(Activity): Your answer should be the lines below from the one holding "Where can the bouquet" through the one holding "Where can the chair back", copied exactly and with nothing else.

(Data extracts):

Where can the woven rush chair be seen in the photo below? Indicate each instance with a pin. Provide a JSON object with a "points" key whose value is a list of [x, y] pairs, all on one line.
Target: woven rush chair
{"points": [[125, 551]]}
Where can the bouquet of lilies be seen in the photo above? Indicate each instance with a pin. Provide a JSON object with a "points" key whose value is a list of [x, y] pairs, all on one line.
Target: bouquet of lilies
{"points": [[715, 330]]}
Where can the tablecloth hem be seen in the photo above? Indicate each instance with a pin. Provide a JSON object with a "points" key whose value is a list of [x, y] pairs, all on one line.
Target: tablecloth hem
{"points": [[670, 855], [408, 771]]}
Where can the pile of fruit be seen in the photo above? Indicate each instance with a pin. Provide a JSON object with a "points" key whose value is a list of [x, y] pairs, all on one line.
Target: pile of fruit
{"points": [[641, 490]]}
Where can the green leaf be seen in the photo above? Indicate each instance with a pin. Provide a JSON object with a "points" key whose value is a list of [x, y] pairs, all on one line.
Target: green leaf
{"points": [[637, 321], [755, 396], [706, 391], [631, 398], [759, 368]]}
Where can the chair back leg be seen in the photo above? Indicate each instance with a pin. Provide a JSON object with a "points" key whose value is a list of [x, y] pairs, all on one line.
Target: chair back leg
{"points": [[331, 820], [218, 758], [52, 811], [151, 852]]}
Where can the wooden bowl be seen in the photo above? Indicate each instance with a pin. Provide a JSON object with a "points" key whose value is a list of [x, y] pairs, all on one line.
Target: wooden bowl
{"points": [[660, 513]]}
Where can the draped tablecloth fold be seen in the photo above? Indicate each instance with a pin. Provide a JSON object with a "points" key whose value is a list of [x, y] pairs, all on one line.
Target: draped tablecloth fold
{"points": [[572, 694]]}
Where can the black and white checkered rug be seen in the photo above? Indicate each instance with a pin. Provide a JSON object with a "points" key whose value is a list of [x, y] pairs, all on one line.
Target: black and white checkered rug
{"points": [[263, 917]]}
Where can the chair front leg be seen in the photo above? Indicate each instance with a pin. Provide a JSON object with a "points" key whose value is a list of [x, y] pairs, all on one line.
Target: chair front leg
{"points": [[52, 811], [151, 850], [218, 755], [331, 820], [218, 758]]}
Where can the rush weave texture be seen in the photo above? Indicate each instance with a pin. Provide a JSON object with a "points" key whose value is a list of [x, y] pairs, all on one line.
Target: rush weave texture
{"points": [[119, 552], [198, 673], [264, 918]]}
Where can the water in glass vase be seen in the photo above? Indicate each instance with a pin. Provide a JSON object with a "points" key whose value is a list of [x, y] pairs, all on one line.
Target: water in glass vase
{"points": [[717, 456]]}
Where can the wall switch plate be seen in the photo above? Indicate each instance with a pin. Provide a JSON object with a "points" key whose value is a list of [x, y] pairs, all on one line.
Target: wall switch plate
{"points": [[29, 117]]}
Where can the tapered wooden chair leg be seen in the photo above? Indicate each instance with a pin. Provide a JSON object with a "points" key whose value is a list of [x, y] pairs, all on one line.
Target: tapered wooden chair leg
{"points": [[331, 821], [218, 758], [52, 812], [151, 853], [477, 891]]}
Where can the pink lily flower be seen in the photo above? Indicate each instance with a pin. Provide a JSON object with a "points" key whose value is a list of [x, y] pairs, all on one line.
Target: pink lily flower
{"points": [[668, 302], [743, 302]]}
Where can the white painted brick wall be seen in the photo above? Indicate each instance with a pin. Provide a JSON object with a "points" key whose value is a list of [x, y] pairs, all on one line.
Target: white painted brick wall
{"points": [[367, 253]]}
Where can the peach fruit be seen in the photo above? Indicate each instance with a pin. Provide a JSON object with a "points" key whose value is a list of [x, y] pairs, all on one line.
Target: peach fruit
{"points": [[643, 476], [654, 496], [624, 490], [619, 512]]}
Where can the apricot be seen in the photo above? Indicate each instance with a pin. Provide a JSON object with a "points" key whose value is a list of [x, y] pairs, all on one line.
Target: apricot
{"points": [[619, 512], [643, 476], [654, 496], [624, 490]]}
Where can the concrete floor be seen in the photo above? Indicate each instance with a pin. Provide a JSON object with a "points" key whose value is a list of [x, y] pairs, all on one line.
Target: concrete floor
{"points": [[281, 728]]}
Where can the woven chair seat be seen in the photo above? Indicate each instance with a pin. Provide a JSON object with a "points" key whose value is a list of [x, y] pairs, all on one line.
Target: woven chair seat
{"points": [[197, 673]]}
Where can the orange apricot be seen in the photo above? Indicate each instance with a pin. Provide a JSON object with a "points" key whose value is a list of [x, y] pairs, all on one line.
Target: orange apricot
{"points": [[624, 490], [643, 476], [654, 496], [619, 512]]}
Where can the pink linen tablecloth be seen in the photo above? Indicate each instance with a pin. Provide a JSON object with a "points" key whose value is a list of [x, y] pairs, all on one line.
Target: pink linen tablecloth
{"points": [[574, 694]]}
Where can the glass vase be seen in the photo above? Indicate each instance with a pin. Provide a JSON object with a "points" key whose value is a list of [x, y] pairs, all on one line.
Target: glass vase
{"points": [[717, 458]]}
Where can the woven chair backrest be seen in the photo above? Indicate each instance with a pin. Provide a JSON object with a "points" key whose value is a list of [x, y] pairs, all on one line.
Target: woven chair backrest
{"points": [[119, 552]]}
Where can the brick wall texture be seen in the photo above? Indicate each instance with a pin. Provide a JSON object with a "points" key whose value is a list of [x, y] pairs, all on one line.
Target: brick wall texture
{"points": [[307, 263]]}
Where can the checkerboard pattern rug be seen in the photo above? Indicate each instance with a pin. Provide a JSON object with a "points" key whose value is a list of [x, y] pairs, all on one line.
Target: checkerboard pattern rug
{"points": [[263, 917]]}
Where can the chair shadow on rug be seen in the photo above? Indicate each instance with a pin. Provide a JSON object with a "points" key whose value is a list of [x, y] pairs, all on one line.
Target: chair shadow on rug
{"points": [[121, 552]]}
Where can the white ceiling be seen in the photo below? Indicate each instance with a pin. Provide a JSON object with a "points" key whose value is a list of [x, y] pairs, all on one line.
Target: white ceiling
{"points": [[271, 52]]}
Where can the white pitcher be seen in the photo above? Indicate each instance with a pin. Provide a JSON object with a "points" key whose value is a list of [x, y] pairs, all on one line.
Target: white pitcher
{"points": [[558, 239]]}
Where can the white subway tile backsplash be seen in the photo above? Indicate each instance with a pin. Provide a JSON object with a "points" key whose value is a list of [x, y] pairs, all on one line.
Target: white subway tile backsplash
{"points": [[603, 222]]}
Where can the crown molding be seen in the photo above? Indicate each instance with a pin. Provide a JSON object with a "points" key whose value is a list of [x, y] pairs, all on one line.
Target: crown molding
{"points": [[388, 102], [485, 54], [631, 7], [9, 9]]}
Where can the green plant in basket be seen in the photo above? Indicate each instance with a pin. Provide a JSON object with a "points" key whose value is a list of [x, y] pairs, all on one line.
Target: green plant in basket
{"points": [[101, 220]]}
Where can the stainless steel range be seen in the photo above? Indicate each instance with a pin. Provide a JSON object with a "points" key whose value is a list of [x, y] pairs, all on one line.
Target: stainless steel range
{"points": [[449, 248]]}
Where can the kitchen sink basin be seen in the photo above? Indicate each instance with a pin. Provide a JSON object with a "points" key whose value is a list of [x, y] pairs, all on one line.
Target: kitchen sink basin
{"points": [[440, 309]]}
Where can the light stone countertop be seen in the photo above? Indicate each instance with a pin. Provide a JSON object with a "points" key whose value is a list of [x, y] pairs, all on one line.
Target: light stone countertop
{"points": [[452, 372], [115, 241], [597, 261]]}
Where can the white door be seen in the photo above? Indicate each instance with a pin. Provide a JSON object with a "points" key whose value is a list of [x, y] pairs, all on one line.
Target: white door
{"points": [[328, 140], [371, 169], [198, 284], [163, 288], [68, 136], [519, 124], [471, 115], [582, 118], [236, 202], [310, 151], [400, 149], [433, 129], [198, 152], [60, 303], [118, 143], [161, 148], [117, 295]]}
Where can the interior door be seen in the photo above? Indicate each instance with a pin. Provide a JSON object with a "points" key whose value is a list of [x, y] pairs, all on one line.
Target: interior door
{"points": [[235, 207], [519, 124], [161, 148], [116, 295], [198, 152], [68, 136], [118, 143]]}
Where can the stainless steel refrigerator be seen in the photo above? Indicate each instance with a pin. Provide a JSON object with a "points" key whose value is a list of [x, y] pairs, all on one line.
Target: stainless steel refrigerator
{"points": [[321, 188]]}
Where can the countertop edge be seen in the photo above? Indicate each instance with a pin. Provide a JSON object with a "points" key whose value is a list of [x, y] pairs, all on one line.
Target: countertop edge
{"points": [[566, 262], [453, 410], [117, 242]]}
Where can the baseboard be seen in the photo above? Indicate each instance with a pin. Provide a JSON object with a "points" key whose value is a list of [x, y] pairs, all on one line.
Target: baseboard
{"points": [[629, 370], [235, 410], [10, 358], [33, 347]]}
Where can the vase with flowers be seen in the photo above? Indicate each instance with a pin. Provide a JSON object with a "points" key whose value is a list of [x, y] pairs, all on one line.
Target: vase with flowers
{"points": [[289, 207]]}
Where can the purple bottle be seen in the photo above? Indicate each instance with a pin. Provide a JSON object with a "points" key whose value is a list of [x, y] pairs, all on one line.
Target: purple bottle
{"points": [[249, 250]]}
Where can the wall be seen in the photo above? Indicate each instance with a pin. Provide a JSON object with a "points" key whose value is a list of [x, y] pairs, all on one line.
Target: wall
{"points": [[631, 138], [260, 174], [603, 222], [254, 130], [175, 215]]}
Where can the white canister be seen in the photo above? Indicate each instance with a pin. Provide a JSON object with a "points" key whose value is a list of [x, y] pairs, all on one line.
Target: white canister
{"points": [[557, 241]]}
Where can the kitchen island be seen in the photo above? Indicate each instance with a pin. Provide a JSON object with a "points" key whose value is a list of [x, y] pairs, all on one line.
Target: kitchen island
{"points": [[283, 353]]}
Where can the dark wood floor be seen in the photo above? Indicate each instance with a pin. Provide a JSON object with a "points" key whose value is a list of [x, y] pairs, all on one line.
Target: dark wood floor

(Result of this task):
Where can the bouquet of lilies be seen in the photo above? Indicate each instance with a pin. Provide a JSON object with a "points" key whose value is a list of [x, y] pairs, all on one line.
Target: bouquet of lilies
{"points": [[715, 330]]}
Where can the tablecloth hem be seen in the photo above? Indicate each instance with a pin. Provide a JSON object with a "points" key whose value is a list of [x, y] pairs, all on one line.
Target: tablecloth hem
{"points": [[670, 855], [408, 771]]}
Where can the pile of fruit be seen in the photo above? Indicate each instance with a pin. Provide a JSON object with a "points" key whose value is a list of [x, y] pairs, all on one line.
Target: pile of fruit
{"points": [[641, 490]]}
Where can the green leaf be seen in the photo above? Indicate each instance with a pin. Provide a JSON object with a "points" key whose value is a list of [x, y] pairs, all on one line.
Target: green leaf
{"points": [[637, 321], [755, 396], [706, 391], [631, 398], [759, 368]]}
Where can the chair back leg be seen in the photo above? Indicate each instance with a pin. Provide a JSON object with a "points" key whose value is a list of [x, y] pairs, all on one line.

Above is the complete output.